→ **Things to do**:
**a.** In the article on Republican online fundraising, since what year has ActBlue been around?
**b.** The article on Republican online fundraising names those backing WinRed. List all of them.
**c.** Continue the article about the WinRed fundraising platform from its last sentence.

-- Start Passage given --

This story is published in partnership with The Center for Public Integrity
The headline posed a straightforward question: "Where is the Republican ActBlue?"
Very of the moment — except it was published more than a decade ago, during George W. Bush's administration.
Since then, Republicans have repeatedly tried and failed to harness online political contributions as effectively as Democrats have with the ActBlue fundraising platform, which has been around since 2004.
Last week, Republicans launched a new online fundraising tool called WinRed. It's a platform they hope will close the gap between the GOP and Democrats, even though the digital highway is littered with their several previous failed attempts.
WinRed, backed by President Trump's reelection campaign and Republican Party committees and congressional leaders, has the party's imprimatur in a way previous efforts did not. The effort is a partnership between Data Trust, a nonprofit clearinghouse for Republican data, and for-profit payment-processing firm Revv, and Republicans say the "green wave" of money that Democrats rode in 2018 will provide momentum for their own efforts.

-- End Passage given --
-- Start Data shown --

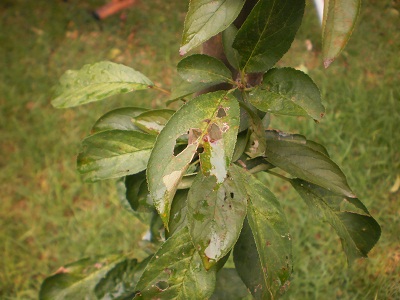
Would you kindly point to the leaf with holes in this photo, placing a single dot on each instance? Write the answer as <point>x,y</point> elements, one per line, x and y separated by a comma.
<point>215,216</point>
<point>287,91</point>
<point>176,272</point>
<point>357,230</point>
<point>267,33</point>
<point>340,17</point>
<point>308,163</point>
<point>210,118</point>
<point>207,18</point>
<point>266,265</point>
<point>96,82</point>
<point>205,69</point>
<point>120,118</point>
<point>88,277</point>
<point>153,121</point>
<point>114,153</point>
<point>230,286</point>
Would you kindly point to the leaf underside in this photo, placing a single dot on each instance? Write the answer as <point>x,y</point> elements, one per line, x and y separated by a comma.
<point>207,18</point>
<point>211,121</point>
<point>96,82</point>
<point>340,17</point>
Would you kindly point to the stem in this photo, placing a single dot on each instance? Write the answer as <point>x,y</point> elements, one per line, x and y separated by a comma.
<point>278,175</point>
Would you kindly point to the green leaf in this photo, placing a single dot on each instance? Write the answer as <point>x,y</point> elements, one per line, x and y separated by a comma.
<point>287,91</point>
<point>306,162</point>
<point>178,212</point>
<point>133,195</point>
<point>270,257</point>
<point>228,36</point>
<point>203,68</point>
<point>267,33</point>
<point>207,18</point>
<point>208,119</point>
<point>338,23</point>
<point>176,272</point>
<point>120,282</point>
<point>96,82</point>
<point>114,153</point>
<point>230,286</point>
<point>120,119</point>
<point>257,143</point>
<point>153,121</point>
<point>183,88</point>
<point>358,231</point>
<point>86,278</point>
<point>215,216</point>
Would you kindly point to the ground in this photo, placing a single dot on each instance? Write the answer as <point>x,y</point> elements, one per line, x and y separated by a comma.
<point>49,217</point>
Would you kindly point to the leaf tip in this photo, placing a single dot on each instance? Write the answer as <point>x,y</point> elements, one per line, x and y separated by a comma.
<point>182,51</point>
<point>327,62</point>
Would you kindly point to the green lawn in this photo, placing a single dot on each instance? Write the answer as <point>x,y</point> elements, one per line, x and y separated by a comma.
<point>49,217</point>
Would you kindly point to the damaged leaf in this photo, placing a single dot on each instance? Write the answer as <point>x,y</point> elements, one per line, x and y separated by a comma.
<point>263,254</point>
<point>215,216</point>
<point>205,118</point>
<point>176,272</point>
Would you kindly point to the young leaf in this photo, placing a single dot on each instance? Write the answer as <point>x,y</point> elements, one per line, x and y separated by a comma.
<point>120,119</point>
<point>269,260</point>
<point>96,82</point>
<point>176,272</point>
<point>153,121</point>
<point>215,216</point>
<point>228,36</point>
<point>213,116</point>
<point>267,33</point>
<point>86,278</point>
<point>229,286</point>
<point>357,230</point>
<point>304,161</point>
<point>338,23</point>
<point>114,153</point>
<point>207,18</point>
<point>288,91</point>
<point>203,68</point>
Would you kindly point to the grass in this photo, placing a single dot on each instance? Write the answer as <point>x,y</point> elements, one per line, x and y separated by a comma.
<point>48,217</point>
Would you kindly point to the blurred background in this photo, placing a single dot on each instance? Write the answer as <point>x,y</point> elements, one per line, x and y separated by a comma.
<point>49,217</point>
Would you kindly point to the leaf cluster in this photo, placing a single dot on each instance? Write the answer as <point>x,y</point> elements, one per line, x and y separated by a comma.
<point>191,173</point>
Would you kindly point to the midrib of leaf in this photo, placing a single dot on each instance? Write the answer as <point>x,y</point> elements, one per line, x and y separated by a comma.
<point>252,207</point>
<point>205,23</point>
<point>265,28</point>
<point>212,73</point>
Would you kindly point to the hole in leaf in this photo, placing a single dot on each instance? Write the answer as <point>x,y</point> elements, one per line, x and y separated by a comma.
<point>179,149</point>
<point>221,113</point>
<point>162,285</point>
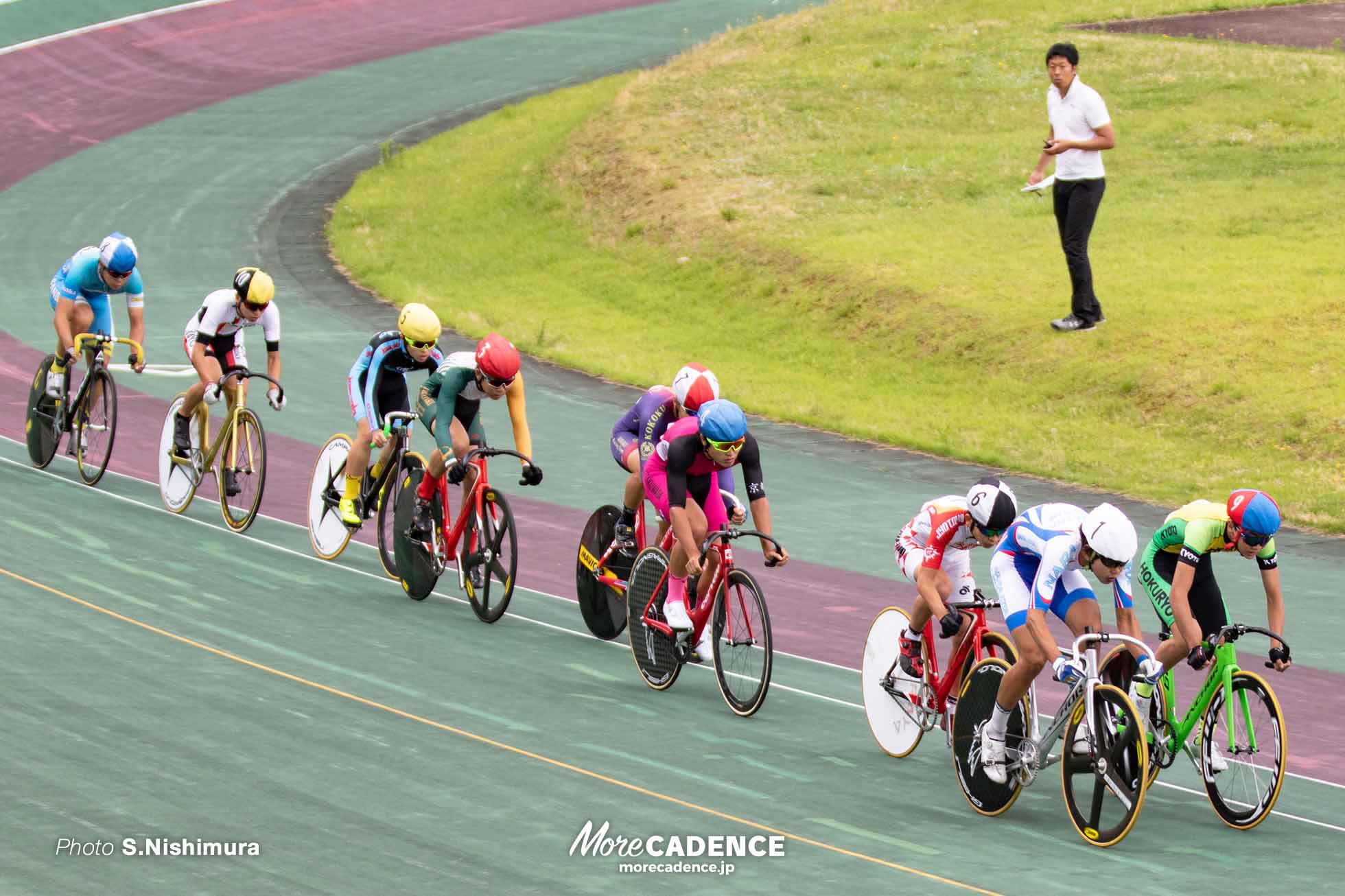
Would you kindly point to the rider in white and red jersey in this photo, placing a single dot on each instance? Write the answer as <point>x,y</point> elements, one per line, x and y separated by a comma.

-- End Data shown --

→ **Answers by task**:
**a.** 2004

**b.** President Trump's reelection campaign, Republican Party committees, congressional leaders

**c.**
It's unclear whether this latest gambit will succeed, with political committees just starting to phase in WinRed. Even if it succeeds, it will certainly take time to catch up to ActBlue.
Take the 2018 midterm elections, when Democratic House and Senate candidates outraised Republicans more than two to one in contributions from individuals. Republicans pointed to ActBlue, which helps donors more easily give money to Democratic candidates and liberal political groups, as a big reason why.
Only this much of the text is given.